> **WHAT YOU NEED TO DO**
Turn the records into a numbered list, from the line containing "the white lichen" up to and including the line containing "326, 67, 343]]". Leave out any blank lines, and include nothing outside that span.

> **DATASET ROWS**
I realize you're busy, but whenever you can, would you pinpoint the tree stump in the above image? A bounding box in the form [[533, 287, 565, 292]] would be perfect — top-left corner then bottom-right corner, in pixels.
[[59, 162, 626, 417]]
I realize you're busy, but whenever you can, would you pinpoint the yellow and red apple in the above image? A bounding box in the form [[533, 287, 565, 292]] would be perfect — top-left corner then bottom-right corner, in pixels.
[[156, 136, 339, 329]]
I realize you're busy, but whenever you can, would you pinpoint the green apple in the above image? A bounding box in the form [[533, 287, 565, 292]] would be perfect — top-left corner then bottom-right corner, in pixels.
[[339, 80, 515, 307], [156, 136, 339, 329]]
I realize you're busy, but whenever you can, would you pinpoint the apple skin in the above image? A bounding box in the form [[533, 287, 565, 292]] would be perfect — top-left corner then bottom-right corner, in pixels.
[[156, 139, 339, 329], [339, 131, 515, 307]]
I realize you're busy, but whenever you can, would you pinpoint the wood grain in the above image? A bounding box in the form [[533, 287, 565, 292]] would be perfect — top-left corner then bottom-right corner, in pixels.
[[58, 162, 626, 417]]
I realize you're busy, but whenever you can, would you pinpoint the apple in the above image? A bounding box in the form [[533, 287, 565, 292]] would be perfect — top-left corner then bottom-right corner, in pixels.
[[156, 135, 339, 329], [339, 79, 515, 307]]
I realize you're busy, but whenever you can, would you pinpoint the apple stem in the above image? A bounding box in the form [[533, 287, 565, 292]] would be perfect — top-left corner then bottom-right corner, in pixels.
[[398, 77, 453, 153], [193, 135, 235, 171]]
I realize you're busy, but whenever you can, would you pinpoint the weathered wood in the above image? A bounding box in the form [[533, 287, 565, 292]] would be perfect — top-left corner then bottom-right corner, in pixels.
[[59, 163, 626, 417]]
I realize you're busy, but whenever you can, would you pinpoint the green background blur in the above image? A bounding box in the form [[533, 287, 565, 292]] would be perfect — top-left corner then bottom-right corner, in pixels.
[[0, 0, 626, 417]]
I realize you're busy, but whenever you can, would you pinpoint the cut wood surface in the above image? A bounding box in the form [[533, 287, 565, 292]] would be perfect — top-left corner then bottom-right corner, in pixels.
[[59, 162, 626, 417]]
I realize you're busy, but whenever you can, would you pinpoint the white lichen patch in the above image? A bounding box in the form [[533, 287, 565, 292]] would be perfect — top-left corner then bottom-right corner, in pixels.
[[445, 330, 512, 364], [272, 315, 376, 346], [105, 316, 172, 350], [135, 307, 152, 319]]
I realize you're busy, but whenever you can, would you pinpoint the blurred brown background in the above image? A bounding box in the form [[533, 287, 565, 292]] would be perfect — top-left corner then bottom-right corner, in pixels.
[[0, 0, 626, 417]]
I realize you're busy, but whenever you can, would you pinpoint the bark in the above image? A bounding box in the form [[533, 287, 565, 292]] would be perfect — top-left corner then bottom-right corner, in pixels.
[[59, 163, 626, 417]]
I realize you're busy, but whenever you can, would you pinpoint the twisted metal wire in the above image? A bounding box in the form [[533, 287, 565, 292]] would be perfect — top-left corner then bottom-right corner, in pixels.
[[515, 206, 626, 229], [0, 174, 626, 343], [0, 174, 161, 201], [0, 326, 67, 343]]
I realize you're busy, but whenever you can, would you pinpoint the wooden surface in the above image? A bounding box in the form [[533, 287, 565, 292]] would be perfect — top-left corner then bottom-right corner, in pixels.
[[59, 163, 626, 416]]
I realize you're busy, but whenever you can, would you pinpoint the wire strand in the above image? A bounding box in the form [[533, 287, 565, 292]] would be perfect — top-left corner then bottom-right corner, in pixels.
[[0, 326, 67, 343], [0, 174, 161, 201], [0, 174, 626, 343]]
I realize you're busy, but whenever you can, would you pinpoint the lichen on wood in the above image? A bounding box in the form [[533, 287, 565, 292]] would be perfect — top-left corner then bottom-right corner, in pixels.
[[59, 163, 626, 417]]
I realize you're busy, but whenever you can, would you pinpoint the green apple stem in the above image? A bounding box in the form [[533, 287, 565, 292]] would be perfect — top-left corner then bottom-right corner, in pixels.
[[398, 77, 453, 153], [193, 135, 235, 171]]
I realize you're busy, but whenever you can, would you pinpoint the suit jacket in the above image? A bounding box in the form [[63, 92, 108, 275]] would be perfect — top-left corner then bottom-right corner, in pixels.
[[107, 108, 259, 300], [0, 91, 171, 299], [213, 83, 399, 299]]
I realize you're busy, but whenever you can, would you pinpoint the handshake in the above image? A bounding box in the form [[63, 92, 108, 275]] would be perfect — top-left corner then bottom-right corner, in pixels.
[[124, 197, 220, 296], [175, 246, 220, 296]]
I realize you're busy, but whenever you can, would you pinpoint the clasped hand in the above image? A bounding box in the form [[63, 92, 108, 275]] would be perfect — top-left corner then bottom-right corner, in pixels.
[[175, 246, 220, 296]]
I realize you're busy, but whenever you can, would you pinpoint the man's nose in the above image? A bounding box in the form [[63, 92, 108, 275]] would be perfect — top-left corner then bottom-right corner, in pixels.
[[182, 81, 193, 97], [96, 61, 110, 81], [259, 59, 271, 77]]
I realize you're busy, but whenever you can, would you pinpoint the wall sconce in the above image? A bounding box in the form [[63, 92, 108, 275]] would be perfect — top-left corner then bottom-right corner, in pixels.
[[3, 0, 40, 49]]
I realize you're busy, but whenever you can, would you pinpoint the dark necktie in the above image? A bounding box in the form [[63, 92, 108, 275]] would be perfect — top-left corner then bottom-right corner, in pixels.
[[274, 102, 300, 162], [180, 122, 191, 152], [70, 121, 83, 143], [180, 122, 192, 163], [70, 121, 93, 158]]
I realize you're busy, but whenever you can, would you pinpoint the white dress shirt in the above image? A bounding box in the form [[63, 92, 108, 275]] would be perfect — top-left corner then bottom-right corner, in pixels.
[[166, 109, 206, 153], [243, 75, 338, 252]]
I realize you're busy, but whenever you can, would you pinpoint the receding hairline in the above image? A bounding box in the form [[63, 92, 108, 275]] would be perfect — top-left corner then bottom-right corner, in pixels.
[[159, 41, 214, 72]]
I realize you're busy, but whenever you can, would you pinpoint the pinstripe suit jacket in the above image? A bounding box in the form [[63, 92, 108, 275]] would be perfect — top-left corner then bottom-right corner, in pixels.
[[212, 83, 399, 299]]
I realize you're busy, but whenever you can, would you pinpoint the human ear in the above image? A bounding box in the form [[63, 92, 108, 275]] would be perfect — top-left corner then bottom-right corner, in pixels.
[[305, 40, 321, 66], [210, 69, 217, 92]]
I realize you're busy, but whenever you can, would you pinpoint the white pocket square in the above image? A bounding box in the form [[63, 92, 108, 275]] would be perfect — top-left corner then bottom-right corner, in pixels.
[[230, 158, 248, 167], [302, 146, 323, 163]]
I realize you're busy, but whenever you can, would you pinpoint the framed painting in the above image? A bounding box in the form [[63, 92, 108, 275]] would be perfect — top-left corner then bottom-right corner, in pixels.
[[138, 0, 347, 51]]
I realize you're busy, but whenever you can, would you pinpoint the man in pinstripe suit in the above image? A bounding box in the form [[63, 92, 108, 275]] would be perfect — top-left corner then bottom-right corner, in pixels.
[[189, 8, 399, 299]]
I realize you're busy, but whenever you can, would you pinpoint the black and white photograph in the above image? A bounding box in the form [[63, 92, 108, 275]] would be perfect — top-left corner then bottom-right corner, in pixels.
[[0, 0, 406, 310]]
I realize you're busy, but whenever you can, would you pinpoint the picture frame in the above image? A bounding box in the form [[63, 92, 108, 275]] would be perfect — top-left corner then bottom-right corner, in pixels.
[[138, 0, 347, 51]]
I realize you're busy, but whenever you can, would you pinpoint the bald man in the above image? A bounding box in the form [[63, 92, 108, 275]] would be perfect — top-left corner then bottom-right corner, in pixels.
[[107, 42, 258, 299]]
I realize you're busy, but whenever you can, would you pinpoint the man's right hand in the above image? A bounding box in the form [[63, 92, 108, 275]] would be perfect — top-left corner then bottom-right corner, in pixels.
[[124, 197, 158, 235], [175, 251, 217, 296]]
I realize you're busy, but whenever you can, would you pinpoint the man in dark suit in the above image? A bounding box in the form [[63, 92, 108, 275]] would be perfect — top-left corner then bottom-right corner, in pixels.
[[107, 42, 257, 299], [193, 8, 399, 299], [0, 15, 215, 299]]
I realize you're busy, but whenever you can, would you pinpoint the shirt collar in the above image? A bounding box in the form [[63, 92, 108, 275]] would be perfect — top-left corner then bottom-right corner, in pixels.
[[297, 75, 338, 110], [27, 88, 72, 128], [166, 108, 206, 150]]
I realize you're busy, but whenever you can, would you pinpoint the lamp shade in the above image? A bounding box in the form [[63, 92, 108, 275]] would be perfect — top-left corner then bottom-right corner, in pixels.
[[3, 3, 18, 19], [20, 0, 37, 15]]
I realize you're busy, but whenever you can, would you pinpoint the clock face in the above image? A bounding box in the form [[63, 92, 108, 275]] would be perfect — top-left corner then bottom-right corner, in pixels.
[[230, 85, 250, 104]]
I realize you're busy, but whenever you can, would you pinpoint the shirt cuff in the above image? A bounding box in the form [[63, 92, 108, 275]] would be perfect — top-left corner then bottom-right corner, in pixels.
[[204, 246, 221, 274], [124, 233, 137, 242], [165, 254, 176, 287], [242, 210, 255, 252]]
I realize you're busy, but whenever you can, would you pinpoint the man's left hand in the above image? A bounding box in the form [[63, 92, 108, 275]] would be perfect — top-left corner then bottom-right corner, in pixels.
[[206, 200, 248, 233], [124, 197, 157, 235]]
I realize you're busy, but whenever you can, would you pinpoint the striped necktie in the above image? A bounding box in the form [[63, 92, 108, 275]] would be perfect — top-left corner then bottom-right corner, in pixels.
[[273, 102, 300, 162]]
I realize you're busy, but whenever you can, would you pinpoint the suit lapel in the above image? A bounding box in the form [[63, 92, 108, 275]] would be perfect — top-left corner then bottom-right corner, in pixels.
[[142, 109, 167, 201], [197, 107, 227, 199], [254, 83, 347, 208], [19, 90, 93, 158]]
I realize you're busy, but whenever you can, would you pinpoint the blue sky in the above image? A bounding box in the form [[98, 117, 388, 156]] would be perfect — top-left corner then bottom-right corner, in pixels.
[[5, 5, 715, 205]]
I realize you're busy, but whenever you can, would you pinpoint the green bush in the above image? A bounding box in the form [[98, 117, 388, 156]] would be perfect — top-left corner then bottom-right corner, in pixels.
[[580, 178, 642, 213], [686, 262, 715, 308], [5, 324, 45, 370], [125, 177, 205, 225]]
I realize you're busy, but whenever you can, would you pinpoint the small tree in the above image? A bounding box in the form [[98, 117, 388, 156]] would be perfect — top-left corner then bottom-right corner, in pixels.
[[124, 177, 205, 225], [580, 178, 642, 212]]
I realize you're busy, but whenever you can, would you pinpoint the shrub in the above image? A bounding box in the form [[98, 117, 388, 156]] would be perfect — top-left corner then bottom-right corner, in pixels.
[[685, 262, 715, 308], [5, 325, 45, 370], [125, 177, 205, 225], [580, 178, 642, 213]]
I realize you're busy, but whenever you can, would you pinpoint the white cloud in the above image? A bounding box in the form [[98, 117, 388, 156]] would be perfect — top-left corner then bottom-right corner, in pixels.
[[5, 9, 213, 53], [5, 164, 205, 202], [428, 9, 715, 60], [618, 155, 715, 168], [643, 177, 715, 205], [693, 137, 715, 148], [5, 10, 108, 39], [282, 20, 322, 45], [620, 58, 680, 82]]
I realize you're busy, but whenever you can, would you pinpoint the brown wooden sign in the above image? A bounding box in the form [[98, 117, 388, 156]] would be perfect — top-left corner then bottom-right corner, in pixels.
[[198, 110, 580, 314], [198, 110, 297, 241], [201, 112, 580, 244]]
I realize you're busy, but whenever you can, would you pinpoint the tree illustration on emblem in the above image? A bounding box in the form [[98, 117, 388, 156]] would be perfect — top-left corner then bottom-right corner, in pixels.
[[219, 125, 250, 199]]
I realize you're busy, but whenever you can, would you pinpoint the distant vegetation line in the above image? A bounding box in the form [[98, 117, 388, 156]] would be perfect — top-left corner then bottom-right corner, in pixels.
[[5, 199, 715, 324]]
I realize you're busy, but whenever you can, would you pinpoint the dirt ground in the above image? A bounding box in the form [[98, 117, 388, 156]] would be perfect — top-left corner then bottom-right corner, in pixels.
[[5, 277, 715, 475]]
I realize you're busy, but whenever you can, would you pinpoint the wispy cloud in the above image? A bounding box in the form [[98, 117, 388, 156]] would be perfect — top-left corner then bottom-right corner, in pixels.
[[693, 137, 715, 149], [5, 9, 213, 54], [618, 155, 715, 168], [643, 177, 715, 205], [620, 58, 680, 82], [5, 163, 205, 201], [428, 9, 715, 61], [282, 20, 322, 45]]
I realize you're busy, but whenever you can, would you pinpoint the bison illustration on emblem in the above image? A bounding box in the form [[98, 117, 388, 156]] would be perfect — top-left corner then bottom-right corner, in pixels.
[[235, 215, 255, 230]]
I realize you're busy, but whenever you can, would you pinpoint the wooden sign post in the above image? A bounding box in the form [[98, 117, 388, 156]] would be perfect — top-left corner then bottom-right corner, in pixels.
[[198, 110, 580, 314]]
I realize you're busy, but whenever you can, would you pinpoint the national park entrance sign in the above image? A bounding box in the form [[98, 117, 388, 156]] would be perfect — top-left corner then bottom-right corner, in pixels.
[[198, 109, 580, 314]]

> **EXERCISE ANSWER**
1. I realize you're busy, but whenever you can, would you pinpoint the white lichen patch in the above image? A bounding box in the form [[533, 287, 565, 292]] would be perfect — top-left corner then bottom-right corner, in pixels.
2. [[445, 330, 512, 364], [272, 315, 376, 346], [105, 316, 172, 350], [135, 307, 152, 319]]
3. I realize you're busy, but whenever you can, would you pinpoint the blurred brown background in the above image? A bounding box in the form [[533, 287, 565, 292]] would be perfect — top-left corner then bottom-right corner, in pixels.
4. [[0, 0, 626, 417]]
5. I realize you're busy, but whenever you can, would you pinpoint the bark in the above image? A bounding box in the form [[533, 287, 565, 292]] would be perfect — top-left corner then bottom-right corner, in pixels.
6. [[59, 163, 626, 417]]
7. I realize you're busy, but whenever you can, would you pinpoint the twisted metal wire in the above image? A bounding box in the form [[533, 287, 565, 292]] would be perfect — top-left corner then bottom-right corner, in pixels.
8. [[515, 206, 626, 229], [0, 174, 626, 343], [0, 174, 161, 201], [0, 326, 67, 343]]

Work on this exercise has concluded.